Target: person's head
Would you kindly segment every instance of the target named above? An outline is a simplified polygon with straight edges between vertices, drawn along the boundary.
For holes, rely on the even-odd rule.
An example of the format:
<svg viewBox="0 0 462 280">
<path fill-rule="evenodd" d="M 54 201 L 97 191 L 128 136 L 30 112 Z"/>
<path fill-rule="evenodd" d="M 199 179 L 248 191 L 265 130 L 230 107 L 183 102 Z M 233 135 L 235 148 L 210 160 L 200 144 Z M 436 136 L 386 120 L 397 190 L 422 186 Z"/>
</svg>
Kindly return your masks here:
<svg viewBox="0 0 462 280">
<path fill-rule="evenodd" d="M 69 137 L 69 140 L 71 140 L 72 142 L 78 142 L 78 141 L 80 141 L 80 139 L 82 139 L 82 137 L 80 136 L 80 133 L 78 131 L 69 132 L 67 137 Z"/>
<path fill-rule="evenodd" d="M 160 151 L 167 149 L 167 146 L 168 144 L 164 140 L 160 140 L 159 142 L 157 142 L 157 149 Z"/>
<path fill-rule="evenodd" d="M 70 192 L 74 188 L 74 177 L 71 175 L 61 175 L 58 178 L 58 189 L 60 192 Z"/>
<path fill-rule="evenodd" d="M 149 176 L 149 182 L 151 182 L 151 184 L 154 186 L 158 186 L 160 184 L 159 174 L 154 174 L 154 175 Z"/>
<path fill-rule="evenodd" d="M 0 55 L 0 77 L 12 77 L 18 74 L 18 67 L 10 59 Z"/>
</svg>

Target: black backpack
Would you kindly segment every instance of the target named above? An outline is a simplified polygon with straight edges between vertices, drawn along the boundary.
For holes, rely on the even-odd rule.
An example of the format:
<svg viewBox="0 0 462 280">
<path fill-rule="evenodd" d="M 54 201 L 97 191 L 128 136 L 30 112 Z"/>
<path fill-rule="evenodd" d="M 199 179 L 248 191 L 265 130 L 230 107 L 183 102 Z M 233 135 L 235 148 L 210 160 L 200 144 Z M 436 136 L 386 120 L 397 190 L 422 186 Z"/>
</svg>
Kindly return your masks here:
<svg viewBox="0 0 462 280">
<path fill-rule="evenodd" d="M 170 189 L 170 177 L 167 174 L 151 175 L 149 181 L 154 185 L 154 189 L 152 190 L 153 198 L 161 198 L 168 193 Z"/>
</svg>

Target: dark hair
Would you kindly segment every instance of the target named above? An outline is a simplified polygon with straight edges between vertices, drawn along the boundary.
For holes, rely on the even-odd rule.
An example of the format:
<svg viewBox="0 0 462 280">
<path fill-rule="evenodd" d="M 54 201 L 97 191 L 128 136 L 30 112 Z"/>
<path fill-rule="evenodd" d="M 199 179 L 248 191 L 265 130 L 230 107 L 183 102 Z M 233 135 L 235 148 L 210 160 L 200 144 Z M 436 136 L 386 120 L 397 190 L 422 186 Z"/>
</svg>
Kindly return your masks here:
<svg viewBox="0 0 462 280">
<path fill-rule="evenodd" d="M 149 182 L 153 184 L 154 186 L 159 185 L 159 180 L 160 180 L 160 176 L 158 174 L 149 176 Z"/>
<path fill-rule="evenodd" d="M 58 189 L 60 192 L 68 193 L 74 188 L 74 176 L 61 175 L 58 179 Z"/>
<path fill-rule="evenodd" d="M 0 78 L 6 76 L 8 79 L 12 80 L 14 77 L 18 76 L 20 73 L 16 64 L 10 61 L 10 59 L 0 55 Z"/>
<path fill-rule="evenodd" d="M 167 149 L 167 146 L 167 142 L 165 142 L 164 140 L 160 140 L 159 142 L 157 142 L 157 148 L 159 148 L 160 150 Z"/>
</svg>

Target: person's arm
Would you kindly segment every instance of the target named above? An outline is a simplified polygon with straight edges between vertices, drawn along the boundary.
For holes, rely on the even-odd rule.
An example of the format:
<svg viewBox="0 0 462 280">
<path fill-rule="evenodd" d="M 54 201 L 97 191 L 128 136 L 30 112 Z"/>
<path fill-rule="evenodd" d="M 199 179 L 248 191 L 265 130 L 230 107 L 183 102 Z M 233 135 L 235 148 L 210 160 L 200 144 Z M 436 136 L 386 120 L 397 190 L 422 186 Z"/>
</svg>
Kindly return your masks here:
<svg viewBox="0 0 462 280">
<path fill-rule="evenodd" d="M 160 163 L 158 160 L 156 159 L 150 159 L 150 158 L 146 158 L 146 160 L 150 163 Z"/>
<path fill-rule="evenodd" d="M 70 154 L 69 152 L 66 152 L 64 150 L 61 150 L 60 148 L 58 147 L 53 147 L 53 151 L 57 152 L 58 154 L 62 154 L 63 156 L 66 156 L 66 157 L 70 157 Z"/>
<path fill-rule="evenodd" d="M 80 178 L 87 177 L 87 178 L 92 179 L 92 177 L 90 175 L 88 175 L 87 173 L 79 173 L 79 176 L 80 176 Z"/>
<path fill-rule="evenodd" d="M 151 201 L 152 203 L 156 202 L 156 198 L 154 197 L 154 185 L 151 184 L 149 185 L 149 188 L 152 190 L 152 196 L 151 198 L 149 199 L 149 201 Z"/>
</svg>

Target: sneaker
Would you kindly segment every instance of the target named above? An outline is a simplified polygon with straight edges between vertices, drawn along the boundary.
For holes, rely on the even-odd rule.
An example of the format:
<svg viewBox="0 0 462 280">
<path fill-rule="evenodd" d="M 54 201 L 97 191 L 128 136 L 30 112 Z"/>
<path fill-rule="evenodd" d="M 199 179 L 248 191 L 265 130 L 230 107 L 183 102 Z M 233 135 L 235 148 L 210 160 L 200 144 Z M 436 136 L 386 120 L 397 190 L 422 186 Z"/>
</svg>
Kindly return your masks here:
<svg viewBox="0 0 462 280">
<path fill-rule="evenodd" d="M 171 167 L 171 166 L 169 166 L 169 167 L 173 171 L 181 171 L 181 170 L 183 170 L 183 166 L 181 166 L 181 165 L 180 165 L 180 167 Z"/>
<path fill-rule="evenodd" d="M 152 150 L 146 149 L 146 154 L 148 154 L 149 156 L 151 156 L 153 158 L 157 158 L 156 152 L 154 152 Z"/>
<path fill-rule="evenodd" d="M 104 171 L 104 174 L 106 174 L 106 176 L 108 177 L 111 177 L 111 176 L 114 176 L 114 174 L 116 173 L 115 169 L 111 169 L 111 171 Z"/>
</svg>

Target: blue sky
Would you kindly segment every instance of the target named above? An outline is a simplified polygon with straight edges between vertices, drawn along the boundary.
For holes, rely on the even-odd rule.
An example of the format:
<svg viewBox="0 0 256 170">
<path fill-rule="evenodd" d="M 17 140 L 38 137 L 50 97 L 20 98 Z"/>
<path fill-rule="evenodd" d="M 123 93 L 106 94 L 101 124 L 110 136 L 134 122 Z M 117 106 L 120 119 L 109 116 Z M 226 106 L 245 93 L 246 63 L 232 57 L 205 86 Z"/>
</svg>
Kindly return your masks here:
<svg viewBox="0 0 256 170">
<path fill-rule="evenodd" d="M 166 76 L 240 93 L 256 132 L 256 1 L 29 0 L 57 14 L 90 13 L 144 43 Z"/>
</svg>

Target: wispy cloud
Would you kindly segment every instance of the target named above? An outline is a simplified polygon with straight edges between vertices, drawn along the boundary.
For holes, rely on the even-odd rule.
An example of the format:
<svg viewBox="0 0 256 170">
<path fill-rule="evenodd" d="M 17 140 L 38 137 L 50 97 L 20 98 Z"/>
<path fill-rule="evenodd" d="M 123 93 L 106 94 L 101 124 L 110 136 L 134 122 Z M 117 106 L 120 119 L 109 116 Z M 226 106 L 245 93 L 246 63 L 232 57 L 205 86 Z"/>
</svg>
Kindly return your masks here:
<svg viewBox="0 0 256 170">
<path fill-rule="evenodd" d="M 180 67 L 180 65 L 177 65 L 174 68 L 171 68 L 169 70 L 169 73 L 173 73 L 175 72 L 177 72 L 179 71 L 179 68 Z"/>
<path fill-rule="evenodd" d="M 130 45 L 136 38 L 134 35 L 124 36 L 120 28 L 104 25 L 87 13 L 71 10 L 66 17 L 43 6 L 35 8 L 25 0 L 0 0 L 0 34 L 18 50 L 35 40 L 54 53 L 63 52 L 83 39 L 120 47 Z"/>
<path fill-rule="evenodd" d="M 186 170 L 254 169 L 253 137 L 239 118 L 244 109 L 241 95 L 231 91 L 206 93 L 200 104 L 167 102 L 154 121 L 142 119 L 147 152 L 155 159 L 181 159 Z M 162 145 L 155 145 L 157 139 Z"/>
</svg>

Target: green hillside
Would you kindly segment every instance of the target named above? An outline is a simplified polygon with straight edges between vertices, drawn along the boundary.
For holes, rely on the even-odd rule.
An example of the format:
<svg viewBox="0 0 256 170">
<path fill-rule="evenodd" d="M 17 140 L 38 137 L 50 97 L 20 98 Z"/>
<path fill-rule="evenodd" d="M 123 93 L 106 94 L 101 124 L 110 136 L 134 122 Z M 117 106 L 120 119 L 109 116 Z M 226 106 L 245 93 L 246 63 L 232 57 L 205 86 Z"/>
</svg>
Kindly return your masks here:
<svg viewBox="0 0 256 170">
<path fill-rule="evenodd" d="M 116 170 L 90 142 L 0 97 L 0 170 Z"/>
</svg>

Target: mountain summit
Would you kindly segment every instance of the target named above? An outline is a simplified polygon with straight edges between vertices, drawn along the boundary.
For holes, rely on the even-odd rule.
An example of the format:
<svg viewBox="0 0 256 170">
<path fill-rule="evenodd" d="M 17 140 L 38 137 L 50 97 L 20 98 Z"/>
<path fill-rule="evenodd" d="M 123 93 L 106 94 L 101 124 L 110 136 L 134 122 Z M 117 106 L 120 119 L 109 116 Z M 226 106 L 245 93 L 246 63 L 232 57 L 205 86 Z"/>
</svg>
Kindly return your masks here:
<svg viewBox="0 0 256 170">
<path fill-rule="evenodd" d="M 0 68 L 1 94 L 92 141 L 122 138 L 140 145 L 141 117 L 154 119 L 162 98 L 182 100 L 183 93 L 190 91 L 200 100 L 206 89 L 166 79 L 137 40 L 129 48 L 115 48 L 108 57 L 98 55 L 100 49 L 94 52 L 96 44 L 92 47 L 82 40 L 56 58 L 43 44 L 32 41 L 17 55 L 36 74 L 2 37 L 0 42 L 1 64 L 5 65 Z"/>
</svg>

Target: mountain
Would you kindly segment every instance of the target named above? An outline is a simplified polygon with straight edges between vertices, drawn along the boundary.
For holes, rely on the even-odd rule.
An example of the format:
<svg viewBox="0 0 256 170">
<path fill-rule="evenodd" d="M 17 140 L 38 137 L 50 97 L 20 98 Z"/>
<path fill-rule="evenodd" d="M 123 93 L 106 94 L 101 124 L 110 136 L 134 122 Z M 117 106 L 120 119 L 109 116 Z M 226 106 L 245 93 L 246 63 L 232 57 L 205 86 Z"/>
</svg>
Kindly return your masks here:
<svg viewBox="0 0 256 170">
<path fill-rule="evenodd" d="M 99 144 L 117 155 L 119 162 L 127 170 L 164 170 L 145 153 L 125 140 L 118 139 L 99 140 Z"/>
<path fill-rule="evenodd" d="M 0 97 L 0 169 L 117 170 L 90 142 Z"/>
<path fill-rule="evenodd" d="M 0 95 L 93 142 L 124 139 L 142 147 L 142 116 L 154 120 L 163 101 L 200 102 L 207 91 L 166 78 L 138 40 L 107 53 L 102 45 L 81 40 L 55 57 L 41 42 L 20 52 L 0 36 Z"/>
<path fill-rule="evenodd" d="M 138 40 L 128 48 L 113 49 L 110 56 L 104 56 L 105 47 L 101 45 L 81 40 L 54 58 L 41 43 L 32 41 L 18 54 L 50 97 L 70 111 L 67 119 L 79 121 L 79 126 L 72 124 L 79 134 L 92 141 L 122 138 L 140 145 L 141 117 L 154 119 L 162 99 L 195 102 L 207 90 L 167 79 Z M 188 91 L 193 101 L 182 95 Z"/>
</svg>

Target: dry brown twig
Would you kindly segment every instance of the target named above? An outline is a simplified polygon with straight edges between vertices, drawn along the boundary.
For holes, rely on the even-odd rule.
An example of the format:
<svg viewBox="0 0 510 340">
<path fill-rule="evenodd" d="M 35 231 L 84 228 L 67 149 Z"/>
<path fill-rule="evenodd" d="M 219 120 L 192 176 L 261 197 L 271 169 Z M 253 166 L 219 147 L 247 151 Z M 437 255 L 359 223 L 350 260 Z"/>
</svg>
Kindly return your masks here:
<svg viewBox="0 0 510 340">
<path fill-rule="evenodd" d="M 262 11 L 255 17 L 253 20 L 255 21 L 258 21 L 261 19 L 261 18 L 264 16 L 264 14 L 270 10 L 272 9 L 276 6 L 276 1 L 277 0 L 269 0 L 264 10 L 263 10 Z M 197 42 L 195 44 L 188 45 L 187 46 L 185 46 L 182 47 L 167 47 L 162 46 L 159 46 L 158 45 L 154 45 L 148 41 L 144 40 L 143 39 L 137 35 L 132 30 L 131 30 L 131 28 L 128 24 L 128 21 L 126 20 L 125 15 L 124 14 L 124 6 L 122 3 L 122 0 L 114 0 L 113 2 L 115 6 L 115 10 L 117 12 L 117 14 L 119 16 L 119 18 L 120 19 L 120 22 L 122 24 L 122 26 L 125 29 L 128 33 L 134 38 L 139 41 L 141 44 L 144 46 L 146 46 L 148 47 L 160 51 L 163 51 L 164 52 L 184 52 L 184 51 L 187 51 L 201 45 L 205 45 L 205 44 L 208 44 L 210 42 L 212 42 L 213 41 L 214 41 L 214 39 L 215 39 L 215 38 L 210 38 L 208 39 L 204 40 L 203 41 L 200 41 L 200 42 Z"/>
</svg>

◆ ◆ ◆ ◆ ◆

Pull out every line of the rows above that contains the string "mountain". Case counts.

Target: mountain summit
Target: mountain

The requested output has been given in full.